# Task instructions:
Pick out each line of the listing below that contains the word "tree" and copy those lines.

# Information shown:

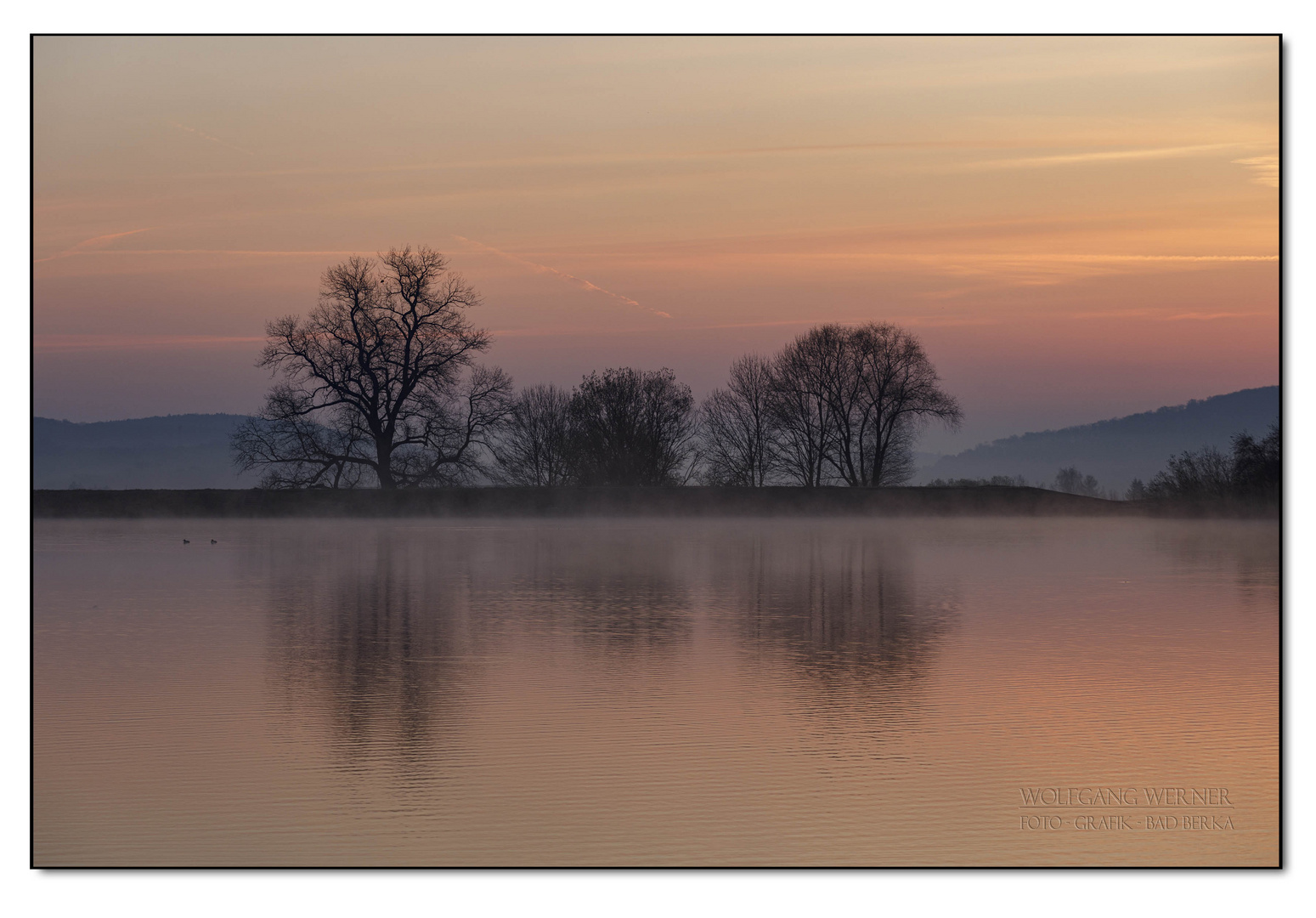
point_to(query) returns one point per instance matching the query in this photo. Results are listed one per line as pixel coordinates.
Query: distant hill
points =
(177, 450)
(1120, 450)
(192, 450)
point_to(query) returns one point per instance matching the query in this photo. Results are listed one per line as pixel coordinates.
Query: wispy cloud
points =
(212, 140)
(69, 343)
(1265, 170)
(1097, 156)
(570, 278)
(93, 244)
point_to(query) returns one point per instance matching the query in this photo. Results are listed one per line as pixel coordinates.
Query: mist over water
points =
(647, 692)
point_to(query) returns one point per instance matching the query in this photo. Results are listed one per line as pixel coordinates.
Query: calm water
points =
(653, 692)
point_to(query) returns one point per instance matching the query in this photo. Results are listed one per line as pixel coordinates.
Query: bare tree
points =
(737, 427)
(849, 405)
(802, 406)
(532, 450)
(899, 391)
(630, 427)
(378, 383)
(1071, 481)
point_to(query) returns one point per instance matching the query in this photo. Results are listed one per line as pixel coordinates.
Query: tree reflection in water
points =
(391, 628)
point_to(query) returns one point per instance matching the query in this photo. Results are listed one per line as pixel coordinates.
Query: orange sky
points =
(1078, 228)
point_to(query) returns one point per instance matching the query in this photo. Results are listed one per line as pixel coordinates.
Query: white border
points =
(664, 893)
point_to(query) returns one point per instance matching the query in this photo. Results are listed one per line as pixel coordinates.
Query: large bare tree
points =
(849, 403)
(378, 383)
(737, 427)
(890, 393)
(805, 376)
(632, 427)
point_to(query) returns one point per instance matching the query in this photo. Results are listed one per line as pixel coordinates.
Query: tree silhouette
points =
(378, 383)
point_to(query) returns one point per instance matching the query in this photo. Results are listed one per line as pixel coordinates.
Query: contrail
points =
(568, 278)
(213, 140)
(95, 242)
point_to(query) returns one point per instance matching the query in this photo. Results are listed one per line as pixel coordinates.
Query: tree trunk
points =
(385, 457)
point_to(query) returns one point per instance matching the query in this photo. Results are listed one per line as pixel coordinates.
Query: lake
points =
(656, 692)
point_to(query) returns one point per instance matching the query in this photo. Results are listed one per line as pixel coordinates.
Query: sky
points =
(1076, 228)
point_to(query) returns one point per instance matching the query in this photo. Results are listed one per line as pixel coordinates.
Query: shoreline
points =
(566, 502)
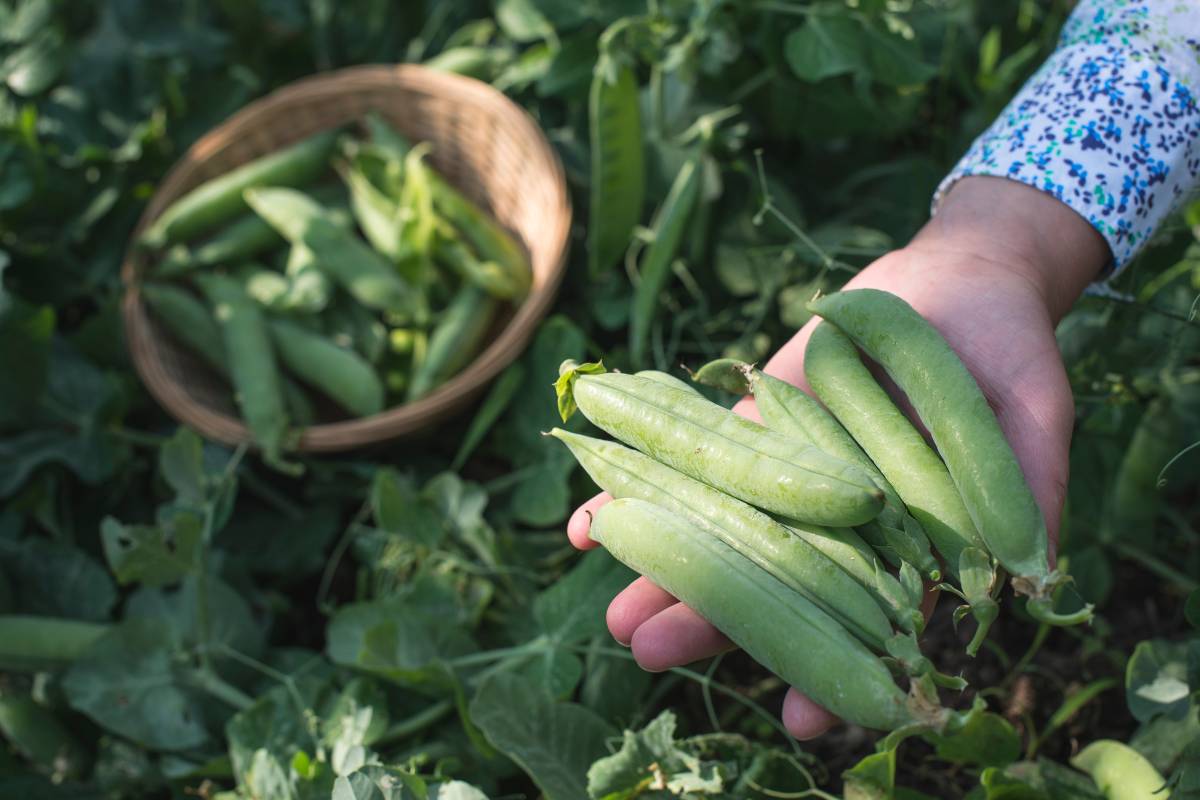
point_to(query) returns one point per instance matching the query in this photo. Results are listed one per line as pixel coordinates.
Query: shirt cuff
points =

# Output below:
Query: bare tree
Query: tree reflection in water
Query: large bare tree
Query: tree silhouette
Query: tree trunk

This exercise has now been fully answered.